Exercise data:

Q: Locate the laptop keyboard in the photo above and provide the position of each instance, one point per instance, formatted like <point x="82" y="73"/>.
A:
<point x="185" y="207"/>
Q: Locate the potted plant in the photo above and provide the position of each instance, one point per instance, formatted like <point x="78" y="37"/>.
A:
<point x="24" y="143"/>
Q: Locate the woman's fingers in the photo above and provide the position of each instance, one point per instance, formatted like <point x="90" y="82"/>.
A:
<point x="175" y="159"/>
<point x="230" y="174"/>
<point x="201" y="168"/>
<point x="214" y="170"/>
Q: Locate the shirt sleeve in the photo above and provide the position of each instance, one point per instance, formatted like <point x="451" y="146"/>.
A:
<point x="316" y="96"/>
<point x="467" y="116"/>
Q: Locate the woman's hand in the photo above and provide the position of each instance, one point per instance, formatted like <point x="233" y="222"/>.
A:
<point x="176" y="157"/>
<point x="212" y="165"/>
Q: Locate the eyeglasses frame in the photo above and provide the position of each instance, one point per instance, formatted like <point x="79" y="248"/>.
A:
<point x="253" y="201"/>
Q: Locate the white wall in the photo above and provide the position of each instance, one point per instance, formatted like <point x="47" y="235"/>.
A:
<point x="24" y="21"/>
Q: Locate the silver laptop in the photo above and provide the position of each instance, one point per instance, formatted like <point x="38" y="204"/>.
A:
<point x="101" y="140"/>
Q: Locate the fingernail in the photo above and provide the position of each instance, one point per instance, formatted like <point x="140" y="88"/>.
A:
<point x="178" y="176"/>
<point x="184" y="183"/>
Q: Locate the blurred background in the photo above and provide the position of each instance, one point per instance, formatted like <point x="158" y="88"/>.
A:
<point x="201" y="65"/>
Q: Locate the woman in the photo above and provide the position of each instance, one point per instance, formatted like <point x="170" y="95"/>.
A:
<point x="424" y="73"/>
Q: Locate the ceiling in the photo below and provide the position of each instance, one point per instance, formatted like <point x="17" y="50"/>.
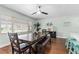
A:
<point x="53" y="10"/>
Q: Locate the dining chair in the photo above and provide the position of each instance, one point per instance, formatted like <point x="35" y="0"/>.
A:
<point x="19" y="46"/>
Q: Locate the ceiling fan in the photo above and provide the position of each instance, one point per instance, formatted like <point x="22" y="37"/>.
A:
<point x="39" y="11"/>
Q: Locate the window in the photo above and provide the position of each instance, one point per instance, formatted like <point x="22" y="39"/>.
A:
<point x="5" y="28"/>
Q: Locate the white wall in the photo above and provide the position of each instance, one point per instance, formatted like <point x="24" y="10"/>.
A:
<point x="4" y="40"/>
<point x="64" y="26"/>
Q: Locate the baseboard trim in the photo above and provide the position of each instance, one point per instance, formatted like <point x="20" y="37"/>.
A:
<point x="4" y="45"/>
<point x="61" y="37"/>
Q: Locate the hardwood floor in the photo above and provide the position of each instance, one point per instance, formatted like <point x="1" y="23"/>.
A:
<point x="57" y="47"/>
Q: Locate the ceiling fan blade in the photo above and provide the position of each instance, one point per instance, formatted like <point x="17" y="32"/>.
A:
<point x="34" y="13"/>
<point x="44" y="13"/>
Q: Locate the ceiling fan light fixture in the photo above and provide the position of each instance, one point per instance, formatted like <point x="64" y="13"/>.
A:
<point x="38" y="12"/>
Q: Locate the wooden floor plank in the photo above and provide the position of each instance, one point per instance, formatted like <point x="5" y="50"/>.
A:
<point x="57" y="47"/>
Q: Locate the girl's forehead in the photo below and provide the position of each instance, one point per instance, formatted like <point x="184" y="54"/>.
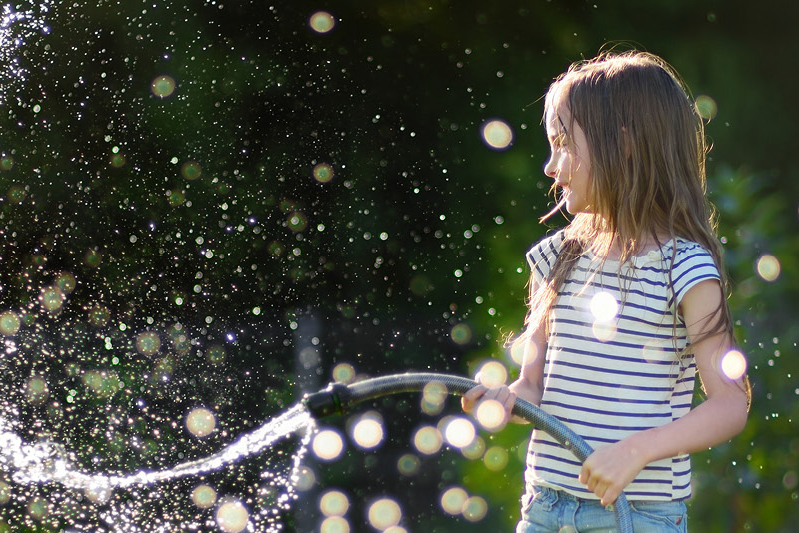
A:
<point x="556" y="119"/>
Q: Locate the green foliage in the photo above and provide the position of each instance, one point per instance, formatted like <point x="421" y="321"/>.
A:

Exercise objective:
Omit the pictures, then quote the rest of the material above exactly.

Written response:
Q: Locate the laptop keyboard in the photo above and provide the position of each instance, one point per instance, formatted like <point x="82" y="73"/>.
A:
<point x="185" y="207"/>
Q: Locate the potted plant in the photo above and provide the position of each instance, one point per instance, formatted like <point x="78" y="37"/>.
A:
<point x="24" y="143"/>
Q: Locate the woman's fingers in the photo above and provide the position of each instance, one point per instance, formatted like <point x="90" y="82"/>.
A:
<point x="175" y="159"/>
<point x="230" y="174"/>
<point x="201" y="168"/>
<point x="214" y="170"/>
Q: Locate the shirt sleeve in the photo above and provide the position of each instance, one point per instance, formatted like <point x="451" y="146"/>.
A:
<point x="316" y="96"/>
<point x="467" y="116"/>
Q: Locate the woman's hand in the photo above and provide the position of each instance, one point per instance, formatted like <point x="233" y="222"/>.
A:
<point x="176" y="157"/>
<point x="212" y="165"/>
Q: Locate the eyeglasses frame in the photo above and provide the position of each instance, one point per instance, formatted like <point x="79" y="248"/>.
A:
<point x="253" y="201"/>
Q: Locate the white wall in the photo above and provide the position of each instance, one point per instance, formatted like <point x="47" y="235"/>.
A:
<point x="24" y="21"/>
Q: Locate the silver laptop in the photo above and provide the position of each instance, one point per instance, formatted like <point x="38" y="204"/>.
A:
<point x="101" y="140"/>
Q: Locate the fingernail in the photo above and provide the position of each instance, one point per instance, formatted like <point x="140" y="88"/>.
A:
<point x="178" y="176"/>
<point x="184" y="183"/>
Q: Locate the blurred background in the photo above and provide the position of each instance, one point per instance, formatted like <point x="158" y="88"/>.
A:
<point x="201" y="65"/>
Q: Locate the woman in the photo above and provide the position of each instance, one point per instance, formatted like <point x="170" y="95"/>.
A:
<point x="424" y="73"/>
Q: Locate the ceiling in the photo below and provide the position of each instance, one point per instance, formatted like <point x="17" y="50"/>.
A:
<point x="53" y="10"/>
Q: Locate the dining chair in the photo above and provide the position of each instance, one point per instance, formatted like <point x="35" y="0"/>.
A:
<point x="19" y="46"/>
Q: Locate the ceiling fan in the photo above and provide the position of each instance, one point per instance, formatted like <point x="22" y="37"/>.
A:
<point x="39" y="11"/>
Q: Locate the window in the photo above and provide the position of each instance, one point per instance, formatted like <point x="22" y="39"/>.
A:
<point x="5" y="28"/>
Q: Locate the white wall in the photo above and provide the position of each instance, one point per instance, formatted like <point x="24" y="10"/>.
A:
<point x="4" y="40"/>
<point x="64" y="26"/>
Q: Locate the baseboard trim in the photo above and provide the position of each instance, one point per instance, formatted like <point x="20" y="37"/>.
A:
<point x="4" y="45"/>
<point x="61" y="37"/>
Q: Locate the hardwood floor in the photo above and provide the position of each instance, one point per instance, formatted like <point x="1" y="23"/>.
A:
<point x="57" y="47"/>
Q: Locate the ceiling fan blade in the photo above and provide the position of each instance, one point per instance, formatted like <point x="17" y="32"/>.
A:
<point x="34" y="13"/>
<point x="44" y="13"/>
Q: Locate the ceiling fan light fixture in the photo above and provide the position of each instance, one point per instance, formatted like <point x="64" y="13"/>.
A:
<point x="38" y="12"/>
Q: Locate the wooden floor plank in the photo above and provide the position of each instance, one point per instance, formatted like <point x="5" y="50"/>.
A:
<point x="57" y="47"/>
Q: Locate the girl's forehead in the photo below and provide the position of each instance, one point per instance, formatted like <point x="184" y="54"/>.
A:
<point x="556" y="119"/>
Q: Locate the green foliage in the photo above and provide the position of each instance, one point per instance, formatted like <point x="421" y="321"/>.
A:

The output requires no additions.